## start

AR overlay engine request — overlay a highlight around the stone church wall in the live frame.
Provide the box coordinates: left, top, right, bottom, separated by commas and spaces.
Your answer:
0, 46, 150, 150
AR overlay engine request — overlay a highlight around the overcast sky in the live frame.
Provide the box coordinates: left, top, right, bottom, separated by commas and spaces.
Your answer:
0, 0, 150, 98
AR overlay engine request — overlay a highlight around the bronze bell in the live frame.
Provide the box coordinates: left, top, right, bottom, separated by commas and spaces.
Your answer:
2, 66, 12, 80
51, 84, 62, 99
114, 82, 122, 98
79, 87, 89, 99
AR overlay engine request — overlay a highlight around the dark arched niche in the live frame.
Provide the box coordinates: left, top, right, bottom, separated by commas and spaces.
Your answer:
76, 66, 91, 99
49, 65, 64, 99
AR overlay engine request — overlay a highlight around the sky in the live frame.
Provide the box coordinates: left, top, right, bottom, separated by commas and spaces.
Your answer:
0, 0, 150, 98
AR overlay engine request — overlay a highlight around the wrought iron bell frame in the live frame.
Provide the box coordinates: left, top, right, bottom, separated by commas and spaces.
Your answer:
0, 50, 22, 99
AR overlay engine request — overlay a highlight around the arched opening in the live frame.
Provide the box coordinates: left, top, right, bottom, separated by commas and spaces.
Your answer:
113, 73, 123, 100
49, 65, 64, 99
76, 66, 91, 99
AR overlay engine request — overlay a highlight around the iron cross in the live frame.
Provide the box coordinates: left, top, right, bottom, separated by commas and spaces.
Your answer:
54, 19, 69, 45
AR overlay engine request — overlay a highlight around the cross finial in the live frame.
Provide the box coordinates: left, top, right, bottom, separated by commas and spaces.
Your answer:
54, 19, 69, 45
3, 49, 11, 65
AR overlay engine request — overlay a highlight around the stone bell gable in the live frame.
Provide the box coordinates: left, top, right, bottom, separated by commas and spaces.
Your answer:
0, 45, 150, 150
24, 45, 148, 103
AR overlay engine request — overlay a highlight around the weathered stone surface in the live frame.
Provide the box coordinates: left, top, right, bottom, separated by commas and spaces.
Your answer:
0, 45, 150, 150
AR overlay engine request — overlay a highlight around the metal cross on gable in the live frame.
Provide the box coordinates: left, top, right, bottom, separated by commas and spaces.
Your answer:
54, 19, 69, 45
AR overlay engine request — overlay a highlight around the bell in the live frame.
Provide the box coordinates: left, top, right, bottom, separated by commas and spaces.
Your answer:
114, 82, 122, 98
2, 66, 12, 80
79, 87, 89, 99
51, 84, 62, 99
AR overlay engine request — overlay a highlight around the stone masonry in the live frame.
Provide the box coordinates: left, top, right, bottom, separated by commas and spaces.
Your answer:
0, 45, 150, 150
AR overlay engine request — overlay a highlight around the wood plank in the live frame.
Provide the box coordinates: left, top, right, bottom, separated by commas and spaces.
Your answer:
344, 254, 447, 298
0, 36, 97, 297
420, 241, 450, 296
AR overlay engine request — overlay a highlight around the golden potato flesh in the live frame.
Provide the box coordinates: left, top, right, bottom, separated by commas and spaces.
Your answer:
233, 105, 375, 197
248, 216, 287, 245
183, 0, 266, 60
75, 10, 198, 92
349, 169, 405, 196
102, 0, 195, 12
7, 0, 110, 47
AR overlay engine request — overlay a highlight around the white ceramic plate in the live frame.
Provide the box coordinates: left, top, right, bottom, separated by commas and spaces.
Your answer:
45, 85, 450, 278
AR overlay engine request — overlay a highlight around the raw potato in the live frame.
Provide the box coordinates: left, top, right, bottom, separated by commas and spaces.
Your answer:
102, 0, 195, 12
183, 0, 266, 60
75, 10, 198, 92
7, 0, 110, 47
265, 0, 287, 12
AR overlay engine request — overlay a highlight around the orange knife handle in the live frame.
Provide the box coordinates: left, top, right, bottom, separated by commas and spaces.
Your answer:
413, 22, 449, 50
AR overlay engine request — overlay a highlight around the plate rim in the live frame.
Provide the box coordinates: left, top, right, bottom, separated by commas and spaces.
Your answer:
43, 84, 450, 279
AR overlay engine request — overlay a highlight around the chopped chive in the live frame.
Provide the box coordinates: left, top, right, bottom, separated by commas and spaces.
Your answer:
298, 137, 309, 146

## end

Exercise task —
From the data above, pull out the lines from the one holding "AR overlay engine request — overlay a highlight around the metal" through the one holding "43, 84, 450, 279", inclusive, and reproduce them character for character.

Final result —
AR overlay engine request — overlay a highlight around the metal cross on gable in the live frame.
Provide the box coordinates: left, top, right, bottom, separated by commas and spaces.
Your answer:
54, 19, 69, 45
AR overlay engine request — overlay a highlight around the bell in the live frame.
Provide the box coordinates: left, top, right, bottom, separated by commas and spaces.
Your answer:
114, 82, 122, 98
2, 66, 12, 80
79, 87, 89, 99
51, 84, 62, 99
AR overlay engine request — overlay a highlight around the stone masonry in the live frame.
Provide the box coordinates: left, top, right, bottom, separated by commas and spaces.
Your answer:
0, 45, 150, 150
AR overlay engine request — overlay a highlight around the wood plank in the live frame.
Provide the box coordinates: left, top, right, bottom, separated by commas and spaces.
Your answer:
344, 254, 447, 298
0, 36, 97, 297
420, 241, 450, 296
AR overlay engine request — overlay a highlight around the golden potato flesh in the live frame.
Provide the box coordinates: left, top, right, bottom, separated by commas and spaces.
Your answer:
233, 105, 375, 197
248, 216, 287, 245
183, 0, 266, 60
75, 10, 198, 92
349, 169, 405, 196
102, 0, 195, 12
7, 0, 110, 47
AR overlay engine request — overlay a highlight around the white ceramic plate in the live frame.
Provide the box coordinates: left, top, right, bottom, separated by commas and spaces.
Your answer:
45, 85, 450, 278
AR overlay engine request — overlay a highlight around the raw potato in the live frame.
Provide the box coordinates: left, top, right, bottom, separated by commas and spaces.
Your answer:
102, 0, 195, 12
183, 0, 266, 60
75, 10, 198, 92
7, 0, 110, 47
265, 0, 287, 12
AR overlay engine request — overlay a highlight around the orange knife handle in the live frame.
Provide the box coordinates: left, top, right, bottom, separated by commas and spaces.
Your answer:
413, 22, 449, 50
AR overlay engine request — overlay a highlight around the plate rim in the live frame.
Provide the box coordinates: left, top, right, bottom, separated by commas and spaces.
Your answer:
43, 84, 450, 279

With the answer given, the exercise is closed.